> [WHAT THE TASK ASKS]: Copy out the podcast transcript below word for word, from its first line through its last.

> [DOCUMENT PASSAGE]:
++++

So unless this room is a bunch of fucking weirdos,
they're probably going to laugh at it too.
I do not have this mindset.
I do not do well with just like any kind of rejection.
You know what I mean?
Like I would not have that in me.
I think you would.
No, I wouldn't.
Dude, I used to –
I still like if we were to do podcasts,
I always got nervous on stage.
I was shaking and sweating.
And that was something we did like a million times before.
And I had you as a safety net and voicemails and all this material to get through it.
If I was just up there solo dolo with a mic right now, I would be.
I don't know how you do it, man.
I'm very proud of you.
Thank you very much.
I'm so happy this is happening through a wall.
I'll be honest.
I'm kind of liking this whole vibe. We might
have to put up a wall in the studio. Yeah, do you guys
have this whole thing copywritten? I imagine you
do. You can't have
a copywritten on walls. Come on.
I don't know if that's the proper legal term.
Patented, maybe. Something along those lines.
They probably do.
By the way, one of my favorite little tidbits
resurfacing again right now because of the
Chiefs, how Pat Riley has a patent on the word three-peat.
Really?
One of the all-time best business moves ever.
He patented it back when the Bulls were first doing their first three-peat.
And so theoretically, I don't know how this actually works, but I'm pretty sure, you know, every piece of merch that says three-peat and all that sort of shit there's money going in pat riley's pocket i think they said like there's going to be like
billions of dollars worth of merch sold and you know he stands to make like a hundred million if
like you know xyz amount of it says three pete still not giving jimmy butler that contract
um to to finish off last night uh after the show we we went back to the improv, saw Steve Fury murder, saw a few other comedians murder.
Then we saw Kirk Fox.
Bro.
Religious experience.
Put on a show unlike anything I've ever seen.
Truly, though.
Truly.
Like, that's not an exaggeration.
It was the funniest fucking thing.

++++

> [DATA EXCERPT]:
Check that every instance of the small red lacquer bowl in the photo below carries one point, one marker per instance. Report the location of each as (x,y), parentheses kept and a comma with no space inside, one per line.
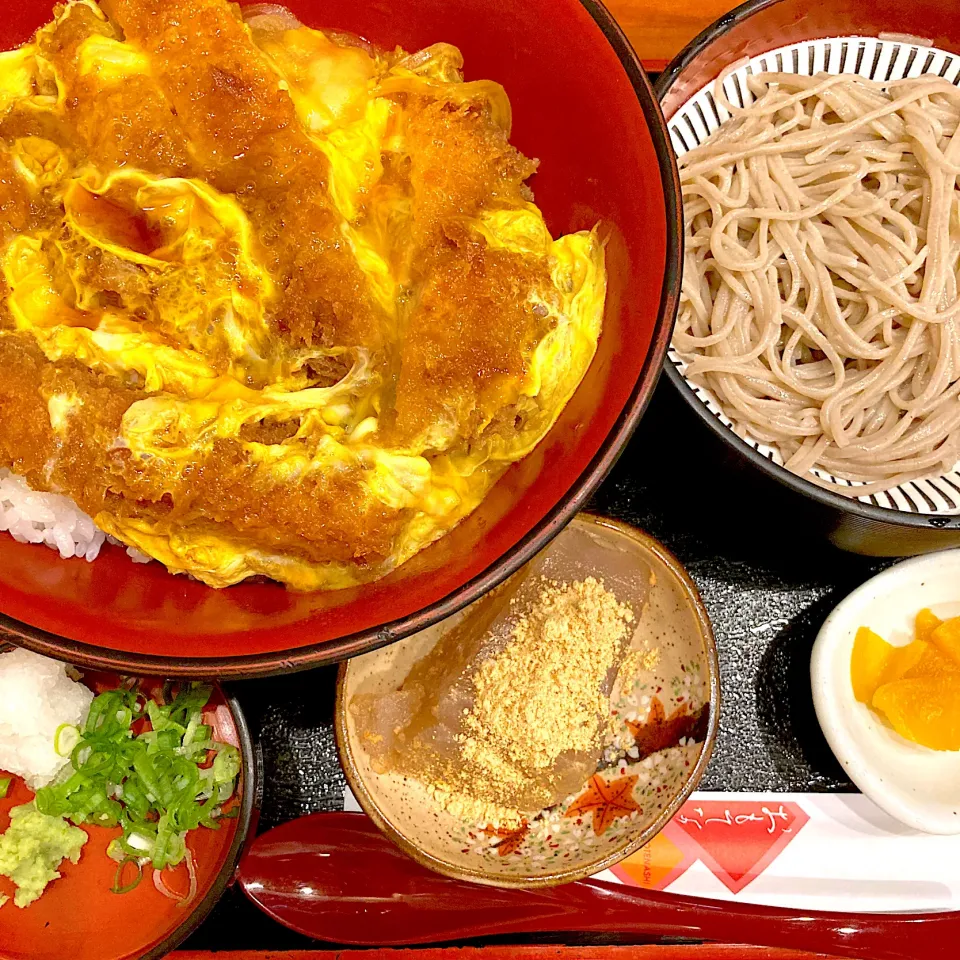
(79,916)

++++

> [WRITTEN ANSWER]:
So unless this room is a bunch of fucking weirdos,
they're probably going to laugh at it too.
I do not have this mindset.
I do not do well with just like any kind of rejection.
You know what I mean?
Like I would not have that in me.
I think you would.
No, I wouldn't.
Dude, I used to –
I still like if we were to do podcasts,
I always got nervous on stage.
I was shaking and sweating.
And that was something we did like a million times before.
And I had you as a safety net and voicemails and all this material to get through it.
If I was just up there solo dolo with a mic right now, I would be.
I don't know how you do it, man.
I'm very proud of you.
Thank you very much.
I'm so happy this is happening through a wall.
I'll be honest.
I'm kind of liking this whole vibe. We might
have to put up a wall in the studio. Yeah, do you guys
have this whole thing copywritten? I imagine you
do. You can't have
a copywritten on walls. Come on.
I don't know if that's the proper legal term.
Patented, maybe. Something along those lines.
They probably do.
By the way, one of my favorite little tidbits
resurfacing again right now because of the
Chiefs, how Pat Riley has a patent on the word three-peat.
Really?
One of the all-time best business moves ever.
He patented it back when the Bulls were first doing their first three-peat.
And so theoretically, I don't know how this actually works, but I'm pretty sure, you know, every piece of merch that says three-peat and all that sort of shit there's money going in pat riley's pocket i think they said like there's going to be like
billions of dollars worth of merch sold and you know he stands to make like a hundred million if
like you know xyz amount of it says three pete still not giving jimmy butler that contract
um to to finish off last night uh after the show we we went back to the improv, saw Steve Fury murder, saw a few other comedians murder.
Then we saw Kirk Fox.
Bro.
Religious experience.
Put on a show unlike anything I've ever seen.
Truly, though.
Truly.
Like, that's not an exaggeration.
It was the funniest fucking thing.